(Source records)

* * * * * * * * *

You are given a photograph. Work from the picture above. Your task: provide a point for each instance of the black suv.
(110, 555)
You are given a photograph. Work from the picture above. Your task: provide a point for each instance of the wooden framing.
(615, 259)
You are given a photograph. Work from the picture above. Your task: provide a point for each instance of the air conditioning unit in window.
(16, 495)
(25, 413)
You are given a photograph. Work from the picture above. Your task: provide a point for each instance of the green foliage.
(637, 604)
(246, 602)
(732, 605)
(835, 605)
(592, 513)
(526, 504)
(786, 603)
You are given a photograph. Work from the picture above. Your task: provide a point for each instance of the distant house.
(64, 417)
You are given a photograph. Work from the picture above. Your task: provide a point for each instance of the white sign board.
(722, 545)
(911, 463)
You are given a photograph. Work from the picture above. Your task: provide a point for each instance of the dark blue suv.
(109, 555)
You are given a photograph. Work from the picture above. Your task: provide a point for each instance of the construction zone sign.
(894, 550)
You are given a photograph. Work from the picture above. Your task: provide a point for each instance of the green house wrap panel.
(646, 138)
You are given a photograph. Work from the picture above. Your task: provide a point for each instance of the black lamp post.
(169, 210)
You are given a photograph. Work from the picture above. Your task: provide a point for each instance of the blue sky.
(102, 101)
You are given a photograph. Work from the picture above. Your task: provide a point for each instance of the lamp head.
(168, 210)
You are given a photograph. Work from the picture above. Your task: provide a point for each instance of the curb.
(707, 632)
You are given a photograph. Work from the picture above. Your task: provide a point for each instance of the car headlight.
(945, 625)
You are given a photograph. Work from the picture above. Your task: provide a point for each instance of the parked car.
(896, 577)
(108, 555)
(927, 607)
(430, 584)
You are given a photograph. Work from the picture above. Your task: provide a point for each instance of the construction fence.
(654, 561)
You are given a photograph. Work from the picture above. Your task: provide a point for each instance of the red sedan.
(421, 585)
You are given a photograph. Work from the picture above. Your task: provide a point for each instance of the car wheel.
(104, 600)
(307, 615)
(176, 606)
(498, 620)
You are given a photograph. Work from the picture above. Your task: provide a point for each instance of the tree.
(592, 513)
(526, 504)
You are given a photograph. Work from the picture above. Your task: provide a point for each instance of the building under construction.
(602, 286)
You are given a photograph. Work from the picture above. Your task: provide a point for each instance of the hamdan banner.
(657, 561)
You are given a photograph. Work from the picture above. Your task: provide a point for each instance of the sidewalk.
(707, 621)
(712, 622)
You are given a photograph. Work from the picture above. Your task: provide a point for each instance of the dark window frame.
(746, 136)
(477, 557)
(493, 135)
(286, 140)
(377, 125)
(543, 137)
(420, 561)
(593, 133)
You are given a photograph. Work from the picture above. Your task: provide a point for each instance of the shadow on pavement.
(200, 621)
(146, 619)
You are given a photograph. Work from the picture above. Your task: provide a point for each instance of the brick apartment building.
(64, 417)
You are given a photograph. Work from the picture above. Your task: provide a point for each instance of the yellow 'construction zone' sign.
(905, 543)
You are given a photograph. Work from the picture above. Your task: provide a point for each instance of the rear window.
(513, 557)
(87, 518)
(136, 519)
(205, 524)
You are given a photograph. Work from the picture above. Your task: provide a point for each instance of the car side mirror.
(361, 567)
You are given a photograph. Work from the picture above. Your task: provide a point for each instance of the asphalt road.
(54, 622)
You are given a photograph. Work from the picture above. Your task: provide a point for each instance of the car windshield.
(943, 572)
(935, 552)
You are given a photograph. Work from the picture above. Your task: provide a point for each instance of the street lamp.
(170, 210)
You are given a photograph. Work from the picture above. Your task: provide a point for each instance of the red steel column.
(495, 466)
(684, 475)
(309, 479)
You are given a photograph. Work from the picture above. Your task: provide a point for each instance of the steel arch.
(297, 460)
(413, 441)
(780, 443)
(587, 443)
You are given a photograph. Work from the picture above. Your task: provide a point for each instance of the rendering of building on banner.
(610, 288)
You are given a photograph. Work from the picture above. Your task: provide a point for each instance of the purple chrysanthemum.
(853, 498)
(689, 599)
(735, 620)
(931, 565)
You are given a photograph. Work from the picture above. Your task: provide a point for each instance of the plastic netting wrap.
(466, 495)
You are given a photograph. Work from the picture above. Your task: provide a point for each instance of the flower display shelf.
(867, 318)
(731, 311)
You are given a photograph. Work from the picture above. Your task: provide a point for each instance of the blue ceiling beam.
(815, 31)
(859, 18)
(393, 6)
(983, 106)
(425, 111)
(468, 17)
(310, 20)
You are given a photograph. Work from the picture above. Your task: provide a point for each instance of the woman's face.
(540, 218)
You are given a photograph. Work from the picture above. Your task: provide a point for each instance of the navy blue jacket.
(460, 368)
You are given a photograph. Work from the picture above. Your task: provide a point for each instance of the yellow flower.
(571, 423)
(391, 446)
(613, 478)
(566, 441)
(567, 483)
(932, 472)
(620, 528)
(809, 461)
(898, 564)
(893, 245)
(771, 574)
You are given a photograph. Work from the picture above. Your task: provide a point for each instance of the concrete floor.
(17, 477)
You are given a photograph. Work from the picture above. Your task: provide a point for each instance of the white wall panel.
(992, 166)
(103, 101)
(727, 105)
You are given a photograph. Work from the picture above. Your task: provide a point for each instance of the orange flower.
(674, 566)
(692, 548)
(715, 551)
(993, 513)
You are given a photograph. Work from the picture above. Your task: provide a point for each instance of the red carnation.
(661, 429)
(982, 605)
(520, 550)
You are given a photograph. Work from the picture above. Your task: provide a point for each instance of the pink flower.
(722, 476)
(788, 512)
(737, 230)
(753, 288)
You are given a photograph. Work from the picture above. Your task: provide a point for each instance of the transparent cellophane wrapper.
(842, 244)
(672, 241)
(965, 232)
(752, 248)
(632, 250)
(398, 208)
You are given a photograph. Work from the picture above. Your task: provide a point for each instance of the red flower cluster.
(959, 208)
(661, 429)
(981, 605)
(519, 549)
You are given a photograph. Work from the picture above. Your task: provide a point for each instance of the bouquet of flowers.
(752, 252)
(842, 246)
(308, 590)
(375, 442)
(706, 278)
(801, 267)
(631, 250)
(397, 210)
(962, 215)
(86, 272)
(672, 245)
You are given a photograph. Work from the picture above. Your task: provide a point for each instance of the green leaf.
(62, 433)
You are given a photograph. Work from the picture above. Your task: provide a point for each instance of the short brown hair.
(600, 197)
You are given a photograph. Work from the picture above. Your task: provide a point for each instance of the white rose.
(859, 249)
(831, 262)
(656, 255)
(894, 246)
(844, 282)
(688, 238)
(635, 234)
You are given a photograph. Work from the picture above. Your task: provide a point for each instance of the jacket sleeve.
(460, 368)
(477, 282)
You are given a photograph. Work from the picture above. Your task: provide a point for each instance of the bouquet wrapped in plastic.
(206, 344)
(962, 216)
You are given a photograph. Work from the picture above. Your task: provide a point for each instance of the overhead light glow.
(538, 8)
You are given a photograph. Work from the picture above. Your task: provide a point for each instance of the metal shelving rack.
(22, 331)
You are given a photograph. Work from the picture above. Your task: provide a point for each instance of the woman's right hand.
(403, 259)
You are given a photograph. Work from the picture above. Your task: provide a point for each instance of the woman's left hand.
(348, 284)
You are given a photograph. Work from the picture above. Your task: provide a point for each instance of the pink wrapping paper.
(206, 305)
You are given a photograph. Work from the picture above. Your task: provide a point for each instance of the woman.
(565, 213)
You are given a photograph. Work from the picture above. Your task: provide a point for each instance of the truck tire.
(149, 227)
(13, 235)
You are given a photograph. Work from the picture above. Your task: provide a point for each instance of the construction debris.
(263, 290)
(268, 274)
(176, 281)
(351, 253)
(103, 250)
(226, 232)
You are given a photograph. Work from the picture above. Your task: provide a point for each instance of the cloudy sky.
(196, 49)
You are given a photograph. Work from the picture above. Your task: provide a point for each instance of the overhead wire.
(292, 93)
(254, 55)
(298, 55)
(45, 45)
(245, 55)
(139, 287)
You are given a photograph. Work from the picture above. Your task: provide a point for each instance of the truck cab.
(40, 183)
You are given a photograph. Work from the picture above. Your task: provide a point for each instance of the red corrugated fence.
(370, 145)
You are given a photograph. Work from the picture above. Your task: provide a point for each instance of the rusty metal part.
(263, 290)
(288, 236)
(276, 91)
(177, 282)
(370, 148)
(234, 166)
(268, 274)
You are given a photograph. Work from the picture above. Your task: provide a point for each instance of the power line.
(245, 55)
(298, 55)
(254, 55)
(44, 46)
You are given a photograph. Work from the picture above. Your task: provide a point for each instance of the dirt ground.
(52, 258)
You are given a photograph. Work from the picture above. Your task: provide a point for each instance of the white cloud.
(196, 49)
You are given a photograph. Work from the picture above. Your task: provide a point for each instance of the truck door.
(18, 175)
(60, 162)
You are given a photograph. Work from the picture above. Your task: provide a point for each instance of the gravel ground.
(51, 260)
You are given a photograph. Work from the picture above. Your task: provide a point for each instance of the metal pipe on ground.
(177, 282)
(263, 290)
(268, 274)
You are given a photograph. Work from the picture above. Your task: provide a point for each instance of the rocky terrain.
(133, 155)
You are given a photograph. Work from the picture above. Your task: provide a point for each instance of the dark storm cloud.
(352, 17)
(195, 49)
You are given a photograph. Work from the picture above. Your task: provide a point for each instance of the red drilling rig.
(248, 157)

* * * * * * * * *

EXERCISE — This exercise asks for an exact repeat of the lines from the one holding "the dirt ground." through the end of the data above.

ANSWER BOX —
You are given a photograph. Work from the picture above. Your task: provide a point for each instance of the dirt ground.
(52, 258)
You are given a photograph. Work from the picture above. Your task: provide a point for each instance of the white cloud.
(196, 49)
You are given a photograph. Work from the picture above. Your task: provide a point for each instance of the truck door.
(18, 175)
(60, 162)
You are given a photograph. Work from the picture above. Your task: provide a point for each instance of the gravel ground.
(51, 260)
You are given a photograph. Work from the picture above. Your task: provide a point for each instance of the metal pipe on ground.
(177, 282)
(263, 290)
(268, 274)
You are given a photograph. Work from the picture above. Your task: provide a point for each instance of the rocky terrain.
(133, 155)
You are given a photograph. Work from the picture above. Your task: provide a point for each instance of the dark storm cloud.
(352, 17)
(195, 49)
You are given a photograph. Work from the picture above. Your task: provide a point for each instance of the red drilling rig.
(248, 157)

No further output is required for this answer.